_Direction:_ Give the part of the material that begins with the line containing "of the doorway" and runs through the end of the material as a JSON list of strings, one string per line, leaving out blank lines.

_Some records:_
________
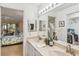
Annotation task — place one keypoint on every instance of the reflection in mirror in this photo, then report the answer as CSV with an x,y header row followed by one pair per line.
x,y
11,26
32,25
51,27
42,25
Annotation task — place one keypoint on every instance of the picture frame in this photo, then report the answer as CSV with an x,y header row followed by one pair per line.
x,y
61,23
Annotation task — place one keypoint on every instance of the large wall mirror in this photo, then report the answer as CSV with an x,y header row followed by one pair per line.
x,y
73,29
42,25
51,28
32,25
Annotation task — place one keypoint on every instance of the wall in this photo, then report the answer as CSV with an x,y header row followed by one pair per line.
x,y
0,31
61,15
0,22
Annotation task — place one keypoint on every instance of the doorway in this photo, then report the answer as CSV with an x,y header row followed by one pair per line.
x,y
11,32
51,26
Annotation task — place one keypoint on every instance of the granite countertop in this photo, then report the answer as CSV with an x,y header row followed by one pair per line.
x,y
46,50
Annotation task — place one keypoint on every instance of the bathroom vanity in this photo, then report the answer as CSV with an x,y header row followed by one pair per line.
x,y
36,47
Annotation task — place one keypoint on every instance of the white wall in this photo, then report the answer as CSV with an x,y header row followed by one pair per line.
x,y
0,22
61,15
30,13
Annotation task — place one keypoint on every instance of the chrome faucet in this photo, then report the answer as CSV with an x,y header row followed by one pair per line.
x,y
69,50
________
_Complete answer:_
[
  "Annotation task — place one keypoint on every instance of the doorway in this photo, then report the answer as CSV with an x,y header row followed by one pair per line.",
  "x,y",
  "11,32",
  "51,26",
  "Annotation task — place one keypoint on every instance of the granite countertop in this photo, then report the answer as CSV with an x,y header row followed by one pair per line.",
  "x,y",
  "46,50",
  "Annotation task — place one keypoint on every instance of the bathroom vanity in this photo, then report the answer as CSV with an x,y header row followed by one pair per line.",
  "x,y",
  "36,47",
  "Annotation task — place one keypoint on every instance of the white wall in this photo, then report the answer as CSV with an x,y header row followed by one pair per line.",
  "x,y",
  "0,22",
  "61,15",
  "30,13",
  "Annotation task — place one keypoint on every instance of the chrome faucet in this photo, then report the answer as CSV with an x,y header row followed by one pair per line.",
  "x,y",
  "69,50"
]